Directions:
• a. According to the text about Dvārakā, how tall is the pagoda of Dvārakādīśa in feet?
• b. Transcribe the passage of the Dvārakā text between "The pagoda of Dvārakādīśa is" and "world to see.", inclusive.

Document:
BEGIN
Gold sand beaches, sunken treasure, and ancient ruins certainly attract a lot of people to Dvārakā, but that’s not the only reason why people come to this ancient place. Dvārakā is a holy place of pilgrimage, a dhāma , for millions of India’s faithful. In fact, confirmed by archaeological evidence or not, it hardly seems important to the millions of pilgrims who come to Dvārakā every year to pay homage to the place of Godhead’s pastimes and to worship his deity in the magnificent Dvārakādīśa Temple located at the centre of the city. According to Indian spirituality, a dhāma is a transcendental abode which, although purely spiritual, appears on Earth at the same time as the appearance of Godhead. The dhāma is thus considered the eternal residence of Godhead.

Actually, when articles appeared in Indian journals and newspapers around the country announcing the archaeological findings at Dvārakā, it scarcely got anyone’s attention. And those who did notice it had more the “I told you so” attitude than they had cause for surprise or new faith; most people in India have implicit faith in their ancient religious manuscripts and don’t really require “scientific proof” to confirm their devotional sentiments.

The faithful pilgrims who come to Dvārakā don’t doubt the existence of Godhead (whom they call Nārāyaṇa) or the fact that he manifested his appearance on Earth. They are satisfied to worship the deity in the temple and to hear the wonderful stories of when Nārāyaṇa established his residence at Dvārakā. Seeing, we say, is believing. But for the faithful pilgrims, hearing is believing.

I’m not an archaeologist, but I am a Westerner, and being a Westerner I can appreciate solid evidence, especially if it concerns spiritual subject matters. So I decided to go to Dvārakā and see what was happening. I’m glad I did.

Dvārakā can be reached by either a 24-hour train ride from Bombay or by several days’ drive in a car. Train is by far the easiest and preferred method of travel by most pilgrims. While approaching Dvārakā, the first sign of a long journey’s end is a glimpse of the large yellow flag flying from the top of the pagoda of Dvārakādīśa towering 170 feet in the sky. The temple flag can be seen at a great distance and the pilgrim’s sight of it is usually an impetus for the flow of devotional feelings. When the flag is first sighted, pilgrims offer their heartfelt prayers with folded hands or by bowing down their head.

The pagoda of Dvārakādīśa is the tallest building in Dvārakā, being 17 stories high. Its light at night is also easily visible for ships at sea where for many centuries sailors have used it as an important landmark, a guiding light in more ways than one. The detail of the sculpture which covers the outer structure and the gold kalaśa (spire) at the top is itself worth a trip around the world to see.
END
Items:
BEGIN
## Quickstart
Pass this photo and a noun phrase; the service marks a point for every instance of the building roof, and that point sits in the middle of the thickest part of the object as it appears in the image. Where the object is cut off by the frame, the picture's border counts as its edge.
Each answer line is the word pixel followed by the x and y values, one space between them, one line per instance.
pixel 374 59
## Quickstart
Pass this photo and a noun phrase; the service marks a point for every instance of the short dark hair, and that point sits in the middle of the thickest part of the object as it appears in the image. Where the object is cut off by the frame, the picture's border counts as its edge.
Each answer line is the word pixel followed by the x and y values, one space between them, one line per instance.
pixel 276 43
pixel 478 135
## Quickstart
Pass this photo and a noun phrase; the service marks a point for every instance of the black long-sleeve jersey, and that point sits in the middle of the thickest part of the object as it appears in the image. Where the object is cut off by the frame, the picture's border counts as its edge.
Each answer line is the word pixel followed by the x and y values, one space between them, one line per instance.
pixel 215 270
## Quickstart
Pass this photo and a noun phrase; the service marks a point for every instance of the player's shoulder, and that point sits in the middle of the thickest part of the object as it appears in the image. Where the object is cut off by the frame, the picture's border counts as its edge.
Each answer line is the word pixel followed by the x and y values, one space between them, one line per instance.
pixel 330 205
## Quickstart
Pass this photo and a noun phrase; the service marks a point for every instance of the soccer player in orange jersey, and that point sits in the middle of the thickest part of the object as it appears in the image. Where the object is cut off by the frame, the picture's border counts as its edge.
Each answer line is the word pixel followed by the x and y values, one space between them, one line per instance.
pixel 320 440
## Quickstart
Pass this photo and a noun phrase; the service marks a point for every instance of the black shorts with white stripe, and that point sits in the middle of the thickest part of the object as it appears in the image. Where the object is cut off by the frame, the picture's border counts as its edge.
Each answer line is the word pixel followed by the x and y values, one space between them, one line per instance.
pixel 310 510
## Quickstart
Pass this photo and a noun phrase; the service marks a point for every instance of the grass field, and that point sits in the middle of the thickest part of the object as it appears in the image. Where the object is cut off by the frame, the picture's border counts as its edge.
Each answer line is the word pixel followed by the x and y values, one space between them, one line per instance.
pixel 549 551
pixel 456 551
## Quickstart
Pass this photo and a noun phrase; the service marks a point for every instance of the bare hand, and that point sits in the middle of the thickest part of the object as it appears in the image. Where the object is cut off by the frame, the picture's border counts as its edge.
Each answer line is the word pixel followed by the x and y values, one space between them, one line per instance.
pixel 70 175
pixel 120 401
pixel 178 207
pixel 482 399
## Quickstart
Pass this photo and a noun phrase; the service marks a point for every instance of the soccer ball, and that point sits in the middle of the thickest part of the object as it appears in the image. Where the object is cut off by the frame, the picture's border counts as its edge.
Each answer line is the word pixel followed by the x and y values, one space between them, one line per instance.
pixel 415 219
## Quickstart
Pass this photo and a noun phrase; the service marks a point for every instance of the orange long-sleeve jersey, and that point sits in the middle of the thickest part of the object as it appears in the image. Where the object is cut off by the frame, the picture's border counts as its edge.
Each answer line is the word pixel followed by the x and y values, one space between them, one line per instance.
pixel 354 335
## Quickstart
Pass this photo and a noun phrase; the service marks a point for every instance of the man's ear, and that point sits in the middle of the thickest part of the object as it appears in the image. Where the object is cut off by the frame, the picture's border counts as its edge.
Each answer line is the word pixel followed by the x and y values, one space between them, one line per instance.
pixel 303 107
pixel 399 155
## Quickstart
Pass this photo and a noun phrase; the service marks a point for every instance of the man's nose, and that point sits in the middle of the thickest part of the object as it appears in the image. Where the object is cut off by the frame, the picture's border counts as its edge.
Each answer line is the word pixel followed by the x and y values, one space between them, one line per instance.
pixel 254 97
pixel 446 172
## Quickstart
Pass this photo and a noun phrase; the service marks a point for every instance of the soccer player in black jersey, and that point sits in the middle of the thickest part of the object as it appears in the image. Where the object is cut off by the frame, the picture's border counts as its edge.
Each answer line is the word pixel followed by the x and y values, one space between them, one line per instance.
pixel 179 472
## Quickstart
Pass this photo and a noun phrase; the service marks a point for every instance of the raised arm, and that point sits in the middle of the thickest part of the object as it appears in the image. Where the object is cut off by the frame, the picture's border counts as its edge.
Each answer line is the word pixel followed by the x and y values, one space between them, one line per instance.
END
Full solutions:
• a. 170 feet

• b.
The pagoda of Dvārakādīśa is the tallest building in Dvārakā, being 17 stories high. Its light at night is also easily visible for ships at sea where for many centuries sailors have used it as an important landmark, a guiding light in more ways than one. The detail of the sculpture which covers the outer structure and the gold kalaśa (spire) at the top is itself worth a trip around the world to see.